Point localization data:
= Beginning of Section =
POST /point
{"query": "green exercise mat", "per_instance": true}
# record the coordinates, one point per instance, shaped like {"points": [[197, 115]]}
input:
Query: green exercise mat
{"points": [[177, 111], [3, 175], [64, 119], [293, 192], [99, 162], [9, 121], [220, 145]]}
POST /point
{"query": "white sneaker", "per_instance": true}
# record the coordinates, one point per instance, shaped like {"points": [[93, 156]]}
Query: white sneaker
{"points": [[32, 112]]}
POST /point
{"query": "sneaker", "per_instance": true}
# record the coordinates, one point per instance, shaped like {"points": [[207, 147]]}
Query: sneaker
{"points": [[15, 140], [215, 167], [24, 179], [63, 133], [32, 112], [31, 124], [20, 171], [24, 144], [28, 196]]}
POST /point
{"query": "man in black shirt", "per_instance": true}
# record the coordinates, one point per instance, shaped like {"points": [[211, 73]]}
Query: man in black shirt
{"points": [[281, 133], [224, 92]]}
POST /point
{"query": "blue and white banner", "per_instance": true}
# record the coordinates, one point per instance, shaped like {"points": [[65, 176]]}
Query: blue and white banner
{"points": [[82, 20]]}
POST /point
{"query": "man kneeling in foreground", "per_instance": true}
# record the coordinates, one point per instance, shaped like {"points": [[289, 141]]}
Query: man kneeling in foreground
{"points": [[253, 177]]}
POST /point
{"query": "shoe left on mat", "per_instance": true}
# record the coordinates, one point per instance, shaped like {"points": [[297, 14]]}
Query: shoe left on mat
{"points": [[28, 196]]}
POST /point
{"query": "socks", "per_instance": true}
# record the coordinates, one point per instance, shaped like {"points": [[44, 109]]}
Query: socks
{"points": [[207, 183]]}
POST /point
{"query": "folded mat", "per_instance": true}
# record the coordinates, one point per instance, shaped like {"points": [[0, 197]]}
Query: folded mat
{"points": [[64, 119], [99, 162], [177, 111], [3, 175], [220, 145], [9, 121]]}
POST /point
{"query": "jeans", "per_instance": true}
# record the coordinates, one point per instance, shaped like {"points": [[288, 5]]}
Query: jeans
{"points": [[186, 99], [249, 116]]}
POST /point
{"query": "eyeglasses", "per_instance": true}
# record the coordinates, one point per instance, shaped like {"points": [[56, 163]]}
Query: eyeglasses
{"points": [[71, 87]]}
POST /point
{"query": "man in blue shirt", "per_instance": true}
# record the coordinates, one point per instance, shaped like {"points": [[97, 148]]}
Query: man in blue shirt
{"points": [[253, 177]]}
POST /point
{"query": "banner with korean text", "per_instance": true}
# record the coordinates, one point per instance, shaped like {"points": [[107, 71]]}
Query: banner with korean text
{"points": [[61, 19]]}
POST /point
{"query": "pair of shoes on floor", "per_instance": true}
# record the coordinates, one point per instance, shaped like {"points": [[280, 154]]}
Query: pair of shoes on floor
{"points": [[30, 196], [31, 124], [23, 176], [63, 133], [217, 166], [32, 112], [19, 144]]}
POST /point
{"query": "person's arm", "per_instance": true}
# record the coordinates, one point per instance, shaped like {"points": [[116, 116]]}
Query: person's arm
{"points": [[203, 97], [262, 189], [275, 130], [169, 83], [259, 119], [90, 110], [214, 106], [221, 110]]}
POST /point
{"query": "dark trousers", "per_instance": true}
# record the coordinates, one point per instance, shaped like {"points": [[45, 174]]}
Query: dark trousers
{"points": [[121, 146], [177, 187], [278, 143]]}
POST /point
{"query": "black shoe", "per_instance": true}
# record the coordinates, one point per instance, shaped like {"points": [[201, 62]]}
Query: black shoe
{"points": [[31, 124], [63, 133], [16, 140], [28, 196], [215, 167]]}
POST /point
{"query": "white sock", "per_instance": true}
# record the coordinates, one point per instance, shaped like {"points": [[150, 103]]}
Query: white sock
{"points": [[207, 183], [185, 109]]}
= End of Section =
■ Your task ■
From the first line to the last, retype the records exactly.

■ The answer ■
POST /point
{"query": "green exercise mat", "per_instance": true}
# record the coordinates, one point per instance, shaped like {"points": [[197, 115]]}
input:
Query: green exercise mat
{"points": [[177, 111], [3, 175], [64, 119], [293, 192], [99, 162], [9, 121], [220, 145]]}
POST /point
{"query": "white sneaker", "per_instance": true}
# record the coordinates, one point per instance, shaped like {"points": [[93, 156]]}
Query: white sneaker
{"points": [[32, 112]]}
POST /point
{"query": "sneaker", "per_instance": true}
# record the coordinates, one point per instance, shaped like {"points": [[207, 147]]}
Query: sneaker
{"points": [[15, 140], [215, 167], [24, 179], [63, 133], [32, 112], [31, 124], [20, 171], [24, 144], [28, 196]]}
POST /point
{"query": "man in black shirt", "per_instance": true}
# record the coordinates, one point per instance, shaped like {"points": [[211, 73]]}
Query: man in black shirt
{"points": [[281, 133], [224, 92]]}
POST /point
{"query": "blue and white banner", "per_instance": true}
# record the coordinates, one point per instance, shaped like {"points": [[65, 176]]}
Query: blue and white banner
{"points": [[82, 20]]}
POST /point
{"query": "man kneeling in foreground", "per_instance": true}
# record the coordinates, one point per instance, shaped like {"points": [[289, 141]]}
Query: man kneeling in foreground
{"points": [[253, 177]]}
POST /point
{"query": "shoe left on mat", "per_instance": true}
# record the coordinates, one point per instance, shaped like {"points": [[297, 14]]}
Query: shoe left on mat
{"points": [[28, 196]]}
POST /point
{"query": "socks", "per_instance": true}
# record the coordinates, one point per instance, shaped like {"points": [[44, 109]]}
Query: socks
{"points": [[207, 183]]}
POST /point
{"query": "folded mat", "per_instance": true}
# record the coordinates, one point per instance, shaped like {"points": [[0, 197]]}
Query: folded mat
{"points": [[64, 119], [99, 162], [177, 111], [3, 175], [220, 145], [9, 121]]}
POST /point
{"query": "jeans", "per_instance": true}
# record the coordinates, one point per instance, shaped like {"points": [[288, 5]]}
Query: jeans
{"points": [[186, 99], [249, 116]]}
POST /point
{"query": "eyeglasses", "per_instance": true}
# record the coordinates, one point per instance, shaped like {"points": [[56, 163]]}
Query: eyeglasses
{"points": [[71, 87]]}
POST /point
{"query": "man in blue shirt", "per_instance": true}
# record the coordinates, one point per instance, shaped like {"points": [[97, 148]]}
Query: man in blue shirt
{"points": [[253, 177]]}
POST /point
{"query": "banner with korean text", "per_instance": true}
# record the coordinates, one point per instance, shaped like {"points": [[107, 71]]}
Query: banner with korean text
{"points": [[61, 19]]}
POST /point
{"query": "pair of shoes on floor", "per_instance": true}
# record the coordinates, one point per instance, shaped like {"points": [[280, 154]]}
Query: pair of shoes on floor
{"points": [[30, 196], [31, 124], [23, 176], [63, 133], [217, 166], [32, 112], [19, 144]]}
POST /point
{"query": "person's arm", "per_instance": true}
# record the coordinates, one point per instance, shaped like {"points": [[116, 116]]}
Query: person's arm
{"points": [[203, 97], [262, 189], [275, 130], [169, 83], [259, 119], [90, 110], [214, 106], [221, 110]]}
POST /point
{"query": "dark trousers", "per_instance": true}
# record the coordinates, one point per instance, shaped like {"points": [[45, 174]]}
Query: dark trousers
{"points": [[121, 146], [177, 187], [278, 143]]}
POST /point
{"query": "black shoe", "per_instance": true}
# record the coordinates, one point per instance, shaped like {"points": [[201, 62]]}
Query: black shoe
{"points": [[31, 124], [63, 133], [16, 140], [28, 196], [215, 167]]}
POST /point
{"query": "white sock", "per_instance": true}
# record the coordinates, one point per instance, shaped like {"points": [[150, 103]]}
Query: white sock
{"points": [[207, 183], [185, 109]]}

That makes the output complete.